GIVEN PASSAGE
>> start

Title :
Enhanced voice activity detection using acoustic event detection and classification
Author :
Cho, Namgook ; Kim, Eun-Kyoung
Author_Institution :
Digital Media & Commun. R&D Center, Samsung Electron., Suwon, South Korea
fDate :
2/1/2011 12:00:00 AM
Abstract :
We examine user-friendly voice interface that requires the hands-free speech acquisition in the continuously listening environment. The traditional voice activity detection (VAD) algorithms cannot successfully identify potential acoustic event sounds from speech. This makes the speech recognition system frequently or incorrectly activated. In this paper, we propose a novel voice activity detection technique that consists of two major modules: 1) classification and 2) detection module. In the classification module, we label the successive audio segments based on the training models. Then, in the detection module, we remove the acoustic event sounds and make decision of the explicit utterance boundary from the input audio stream. As a result, the proposed technique enables the efficient operation of speech recognition in the continuously listening environment without any touch and/or key input. Experiments in a real-world environment and performance comparison with state-of-the-art techniques are conducted to demonstrate the effectiveness of the proposed technique.

>> end

DATASET RECORDS
>> start

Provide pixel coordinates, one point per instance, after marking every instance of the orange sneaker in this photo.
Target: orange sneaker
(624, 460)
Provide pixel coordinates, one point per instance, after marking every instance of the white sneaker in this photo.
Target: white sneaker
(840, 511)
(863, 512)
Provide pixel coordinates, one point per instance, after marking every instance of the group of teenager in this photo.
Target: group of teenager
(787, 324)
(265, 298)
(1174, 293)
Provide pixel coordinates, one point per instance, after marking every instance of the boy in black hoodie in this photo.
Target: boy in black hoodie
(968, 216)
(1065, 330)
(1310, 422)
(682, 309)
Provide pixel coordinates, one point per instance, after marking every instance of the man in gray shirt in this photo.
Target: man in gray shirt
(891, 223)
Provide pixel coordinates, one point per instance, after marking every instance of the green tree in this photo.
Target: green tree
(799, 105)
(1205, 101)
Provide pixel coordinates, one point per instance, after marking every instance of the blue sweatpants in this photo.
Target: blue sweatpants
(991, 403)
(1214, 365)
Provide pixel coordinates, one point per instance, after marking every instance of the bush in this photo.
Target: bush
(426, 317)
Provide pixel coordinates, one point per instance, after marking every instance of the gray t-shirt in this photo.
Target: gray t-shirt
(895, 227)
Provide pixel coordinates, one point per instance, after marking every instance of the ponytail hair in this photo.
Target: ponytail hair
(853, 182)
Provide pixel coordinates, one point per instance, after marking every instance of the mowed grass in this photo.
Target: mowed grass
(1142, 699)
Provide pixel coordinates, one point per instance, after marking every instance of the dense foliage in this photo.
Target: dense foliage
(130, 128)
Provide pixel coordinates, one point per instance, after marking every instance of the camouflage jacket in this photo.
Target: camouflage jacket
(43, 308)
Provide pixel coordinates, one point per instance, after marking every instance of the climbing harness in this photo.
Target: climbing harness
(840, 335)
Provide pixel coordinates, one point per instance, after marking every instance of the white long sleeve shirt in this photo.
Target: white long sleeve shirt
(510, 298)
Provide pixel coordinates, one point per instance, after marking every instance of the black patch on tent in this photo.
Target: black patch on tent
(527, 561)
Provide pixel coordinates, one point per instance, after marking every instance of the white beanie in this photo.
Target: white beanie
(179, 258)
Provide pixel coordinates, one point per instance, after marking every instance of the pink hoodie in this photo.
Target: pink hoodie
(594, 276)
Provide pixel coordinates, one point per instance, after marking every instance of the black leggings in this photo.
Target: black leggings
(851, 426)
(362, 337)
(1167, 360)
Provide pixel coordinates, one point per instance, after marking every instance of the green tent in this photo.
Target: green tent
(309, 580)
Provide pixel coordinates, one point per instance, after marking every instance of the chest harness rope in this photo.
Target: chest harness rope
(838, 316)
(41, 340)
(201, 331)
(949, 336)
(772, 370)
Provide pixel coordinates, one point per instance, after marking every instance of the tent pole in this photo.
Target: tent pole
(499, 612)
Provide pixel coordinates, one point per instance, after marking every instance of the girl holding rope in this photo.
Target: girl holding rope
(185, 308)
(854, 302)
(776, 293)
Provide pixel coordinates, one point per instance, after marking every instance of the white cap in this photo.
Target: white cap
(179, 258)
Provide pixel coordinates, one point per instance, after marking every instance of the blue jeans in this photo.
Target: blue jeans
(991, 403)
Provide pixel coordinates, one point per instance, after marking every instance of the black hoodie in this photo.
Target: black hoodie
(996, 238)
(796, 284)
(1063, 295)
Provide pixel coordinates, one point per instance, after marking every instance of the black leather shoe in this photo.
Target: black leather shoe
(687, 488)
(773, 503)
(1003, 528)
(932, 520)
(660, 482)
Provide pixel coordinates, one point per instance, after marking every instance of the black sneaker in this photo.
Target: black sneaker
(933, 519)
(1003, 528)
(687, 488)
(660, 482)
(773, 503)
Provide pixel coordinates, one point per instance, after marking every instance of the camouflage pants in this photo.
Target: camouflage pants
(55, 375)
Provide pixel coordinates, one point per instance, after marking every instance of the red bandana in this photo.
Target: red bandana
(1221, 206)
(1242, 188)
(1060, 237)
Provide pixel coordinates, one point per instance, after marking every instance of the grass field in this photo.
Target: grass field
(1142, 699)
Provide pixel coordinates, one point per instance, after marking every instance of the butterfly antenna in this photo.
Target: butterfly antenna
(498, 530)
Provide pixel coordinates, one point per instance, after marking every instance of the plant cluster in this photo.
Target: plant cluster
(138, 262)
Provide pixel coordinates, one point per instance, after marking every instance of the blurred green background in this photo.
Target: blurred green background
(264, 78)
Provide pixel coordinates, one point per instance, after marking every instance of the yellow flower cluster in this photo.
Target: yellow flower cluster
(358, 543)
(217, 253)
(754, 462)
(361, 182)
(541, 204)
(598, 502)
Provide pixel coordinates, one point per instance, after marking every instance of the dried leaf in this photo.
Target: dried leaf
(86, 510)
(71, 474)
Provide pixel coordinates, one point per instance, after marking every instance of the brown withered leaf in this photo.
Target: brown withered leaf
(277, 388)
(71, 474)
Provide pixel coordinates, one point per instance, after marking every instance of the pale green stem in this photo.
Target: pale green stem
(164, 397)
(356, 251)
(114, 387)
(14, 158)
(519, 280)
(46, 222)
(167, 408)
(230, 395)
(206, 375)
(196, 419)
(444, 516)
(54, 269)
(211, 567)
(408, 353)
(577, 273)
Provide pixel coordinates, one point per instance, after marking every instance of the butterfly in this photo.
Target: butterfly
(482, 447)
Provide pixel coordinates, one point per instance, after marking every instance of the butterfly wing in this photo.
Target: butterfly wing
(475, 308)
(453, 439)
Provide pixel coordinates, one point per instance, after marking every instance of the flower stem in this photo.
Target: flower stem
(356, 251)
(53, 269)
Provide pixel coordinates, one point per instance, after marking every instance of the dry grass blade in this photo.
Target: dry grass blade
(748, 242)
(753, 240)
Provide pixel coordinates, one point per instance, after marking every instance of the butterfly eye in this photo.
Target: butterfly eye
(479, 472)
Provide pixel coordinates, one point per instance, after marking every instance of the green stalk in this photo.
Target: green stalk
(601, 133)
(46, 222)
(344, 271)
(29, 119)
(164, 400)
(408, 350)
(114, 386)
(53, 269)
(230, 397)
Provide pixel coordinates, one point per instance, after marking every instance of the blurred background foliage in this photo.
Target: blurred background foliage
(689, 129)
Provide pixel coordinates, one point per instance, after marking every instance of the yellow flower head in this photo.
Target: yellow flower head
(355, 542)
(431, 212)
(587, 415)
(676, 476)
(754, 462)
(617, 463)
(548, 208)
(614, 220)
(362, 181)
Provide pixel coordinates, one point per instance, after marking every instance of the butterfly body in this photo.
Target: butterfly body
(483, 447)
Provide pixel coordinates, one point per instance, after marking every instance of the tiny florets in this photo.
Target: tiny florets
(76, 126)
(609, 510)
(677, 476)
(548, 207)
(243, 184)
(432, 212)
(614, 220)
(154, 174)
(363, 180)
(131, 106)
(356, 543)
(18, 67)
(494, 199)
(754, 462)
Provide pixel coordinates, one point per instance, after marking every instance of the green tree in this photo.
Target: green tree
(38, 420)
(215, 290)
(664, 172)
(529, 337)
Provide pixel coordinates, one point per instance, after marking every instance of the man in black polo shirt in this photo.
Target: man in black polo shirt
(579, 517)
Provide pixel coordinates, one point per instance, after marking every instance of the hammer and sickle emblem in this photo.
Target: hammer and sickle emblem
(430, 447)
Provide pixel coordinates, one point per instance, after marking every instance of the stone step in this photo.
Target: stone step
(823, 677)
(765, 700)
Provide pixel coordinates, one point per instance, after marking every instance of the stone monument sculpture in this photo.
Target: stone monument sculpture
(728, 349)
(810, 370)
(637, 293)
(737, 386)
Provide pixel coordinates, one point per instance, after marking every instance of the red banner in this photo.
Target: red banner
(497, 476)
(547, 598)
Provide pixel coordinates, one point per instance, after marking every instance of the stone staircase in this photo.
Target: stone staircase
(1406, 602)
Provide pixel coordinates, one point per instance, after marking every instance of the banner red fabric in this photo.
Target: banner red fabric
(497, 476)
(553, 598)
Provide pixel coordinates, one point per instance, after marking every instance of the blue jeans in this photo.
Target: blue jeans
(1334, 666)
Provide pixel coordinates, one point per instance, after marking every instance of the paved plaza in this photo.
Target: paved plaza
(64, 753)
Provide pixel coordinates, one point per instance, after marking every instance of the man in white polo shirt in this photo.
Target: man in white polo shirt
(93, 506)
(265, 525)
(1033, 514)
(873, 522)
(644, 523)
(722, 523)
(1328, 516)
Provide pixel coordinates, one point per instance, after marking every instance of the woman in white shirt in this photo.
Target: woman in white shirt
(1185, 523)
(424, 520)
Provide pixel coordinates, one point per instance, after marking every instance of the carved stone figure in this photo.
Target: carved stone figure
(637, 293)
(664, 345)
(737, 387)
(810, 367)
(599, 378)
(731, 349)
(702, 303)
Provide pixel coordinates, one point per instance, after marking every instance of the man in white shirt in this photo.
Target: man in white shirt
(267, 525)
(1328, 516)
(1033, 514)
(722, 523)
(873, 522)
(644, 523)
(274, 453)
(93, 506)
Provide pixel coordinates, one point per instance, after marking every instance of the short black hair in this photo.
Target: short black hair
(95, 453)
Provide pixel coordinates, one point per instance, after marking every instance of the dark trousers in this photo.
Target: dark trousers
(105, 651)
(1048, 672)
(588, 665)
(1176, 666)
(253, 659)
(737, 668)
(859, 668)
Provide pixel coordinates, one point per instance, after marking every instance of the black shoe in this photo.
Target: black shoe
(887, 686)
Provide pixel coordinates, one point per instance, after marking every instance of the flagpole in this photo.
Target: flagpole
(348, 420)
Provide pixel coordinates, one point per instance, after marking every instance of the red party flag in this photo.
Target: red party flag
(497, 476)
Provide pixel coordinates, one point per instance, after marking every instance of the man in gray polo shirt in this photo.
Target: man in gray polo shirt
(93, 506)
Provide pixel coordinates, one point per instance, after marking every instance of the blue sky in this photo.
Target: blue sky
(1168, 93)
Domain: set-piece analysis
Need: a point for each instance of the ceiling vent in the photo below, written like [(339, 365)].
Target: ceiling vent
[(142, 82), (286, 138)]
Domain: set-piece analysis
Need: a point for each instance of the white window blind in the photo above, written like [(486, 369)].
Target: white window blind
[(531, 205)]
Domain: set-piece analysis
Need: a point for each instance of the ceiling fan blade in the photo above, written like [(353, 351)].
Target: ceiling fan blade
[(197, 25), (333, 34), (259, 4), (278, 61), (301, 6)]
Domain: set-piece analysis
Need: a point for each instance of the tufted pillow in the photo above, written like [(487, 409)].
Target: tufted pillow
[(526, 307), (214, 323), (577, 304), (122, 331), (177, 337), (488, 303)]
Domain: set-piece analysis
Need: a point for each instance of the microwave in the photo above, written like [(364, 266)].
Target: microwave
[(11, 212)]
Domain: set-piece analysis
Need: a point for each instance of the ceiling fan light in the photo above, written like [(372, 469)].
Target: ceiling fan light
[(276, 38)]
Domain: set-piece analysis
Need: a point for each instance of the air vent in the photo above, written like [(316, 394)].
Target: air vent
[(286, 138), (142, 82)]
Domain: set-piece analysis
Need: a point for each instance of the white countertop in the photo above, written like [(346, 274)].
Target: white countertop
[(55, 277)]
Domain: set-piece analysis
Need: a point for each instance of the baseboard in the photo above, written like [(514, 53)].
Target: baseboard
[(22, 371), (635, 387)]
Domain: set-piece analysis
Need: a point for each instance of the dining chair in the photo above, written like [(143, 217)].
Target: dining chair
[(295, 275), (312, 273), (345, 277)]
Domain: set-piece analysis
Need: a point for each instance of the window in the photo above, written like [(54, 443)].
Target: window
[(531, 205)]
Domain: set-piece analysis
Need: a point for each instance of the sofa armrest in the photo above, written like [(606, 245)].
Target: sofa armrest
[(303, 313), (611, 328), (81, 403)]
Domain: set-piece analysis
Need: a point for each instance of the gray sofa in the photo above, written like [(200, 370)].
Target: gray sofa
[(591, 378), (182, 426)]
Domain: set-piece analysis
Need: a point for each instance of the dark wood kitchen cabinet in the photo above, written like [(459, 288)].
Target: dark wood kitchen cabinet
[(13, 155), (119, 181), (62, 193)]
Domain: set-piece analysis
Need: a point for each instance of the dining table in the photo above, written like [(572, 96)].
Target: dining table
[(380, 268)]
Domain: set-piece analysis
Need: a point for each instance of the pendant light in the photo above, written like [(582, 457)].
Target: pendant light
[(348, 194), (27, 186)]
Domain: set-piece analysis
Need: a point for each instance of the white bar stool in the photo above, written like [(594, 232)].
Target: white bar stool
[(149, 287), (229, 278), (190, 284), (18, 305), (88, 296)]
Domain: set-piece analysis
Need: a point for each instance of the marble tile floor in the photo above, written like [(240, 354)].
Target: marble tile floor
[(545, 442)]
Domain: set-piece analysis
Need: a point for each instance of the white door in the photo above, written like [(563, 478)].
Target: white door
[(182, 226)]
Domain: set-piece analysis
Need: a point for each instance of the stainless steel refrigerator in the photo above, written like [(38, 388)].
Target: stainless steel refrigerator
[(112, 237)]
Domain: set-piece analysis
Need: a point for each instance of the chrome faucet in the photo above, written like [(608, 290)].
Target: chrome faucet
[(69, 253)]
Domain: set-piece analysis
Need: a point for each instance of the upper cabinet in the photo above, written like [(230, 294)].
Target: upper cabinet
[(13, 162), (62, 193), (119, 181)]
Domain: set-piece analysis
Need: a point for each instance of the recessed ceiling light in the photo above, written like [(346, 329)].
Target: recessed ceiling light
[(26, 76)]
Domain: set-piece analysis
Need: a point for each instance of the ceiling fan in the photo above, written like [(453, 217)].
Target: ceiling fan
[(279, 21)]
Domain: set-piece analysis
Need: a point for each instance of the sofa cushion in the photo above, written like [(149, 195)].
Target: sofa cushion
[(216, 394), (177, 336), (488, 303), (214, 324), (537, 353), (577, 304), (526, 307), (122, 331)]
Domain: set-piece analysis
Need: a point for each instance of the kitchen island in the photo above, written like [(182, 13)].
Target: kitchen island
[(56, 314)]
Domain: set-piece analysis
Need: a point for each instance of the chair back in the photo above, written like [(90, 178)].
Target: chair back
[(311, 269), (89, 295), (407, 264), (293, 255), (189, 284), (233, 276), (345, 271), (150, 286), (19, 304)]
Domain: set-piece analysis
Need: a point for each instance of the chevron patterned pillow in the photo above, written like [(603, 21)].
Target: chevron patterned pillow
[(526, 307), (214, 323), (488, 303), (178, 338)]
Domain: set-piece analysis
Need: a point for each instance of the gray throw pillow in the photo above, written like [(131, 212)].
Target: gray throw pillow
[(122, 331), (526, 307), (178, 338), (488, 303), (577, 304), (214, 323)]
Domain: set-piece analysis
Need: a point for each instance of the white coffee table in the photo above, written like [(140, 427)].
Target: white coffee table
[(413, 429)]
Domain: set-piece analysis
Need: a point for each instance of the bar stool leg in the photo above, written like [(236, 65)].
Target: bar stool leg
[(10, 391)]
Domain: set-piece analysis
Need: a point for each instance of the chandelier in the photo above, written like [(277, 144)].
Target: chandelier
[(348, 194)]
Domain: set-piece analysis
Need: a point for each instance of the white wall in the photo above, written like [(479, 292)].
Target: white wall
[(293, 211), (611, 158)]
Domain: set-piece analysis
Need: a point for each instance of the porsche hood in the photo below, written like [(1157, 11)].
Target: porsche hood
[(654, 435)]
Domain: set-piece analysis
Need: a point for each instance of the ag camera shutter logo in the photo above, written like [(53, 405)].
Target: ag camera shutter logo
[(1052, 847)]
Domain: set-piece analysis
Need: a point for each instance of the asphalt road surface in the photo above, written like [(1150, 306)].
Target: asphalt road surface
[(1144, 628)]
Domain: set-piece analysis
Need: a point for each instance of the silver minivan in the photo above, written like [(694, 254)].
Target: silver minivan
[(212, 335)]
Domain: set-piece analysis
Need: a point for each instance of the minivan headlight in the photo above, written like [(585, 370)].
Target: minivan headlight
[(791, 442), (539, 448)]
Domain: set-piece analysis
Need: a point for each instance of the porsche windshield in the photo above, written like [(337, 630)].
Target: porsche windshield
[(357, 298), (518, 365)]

>> end

CHALLENGES
[a] According to the abstract, what are the two major modules of the proposed voice activity detection technique?
[b] Report every line of the records that contains the string "carved", treating case as significant.

THE RESPONSES
[a] A classification module and a detection module.

[b]
Provide pixel coordinates, one point per instance, after marking every instance of the carved stone figure in this photo.
Target: carved stone figure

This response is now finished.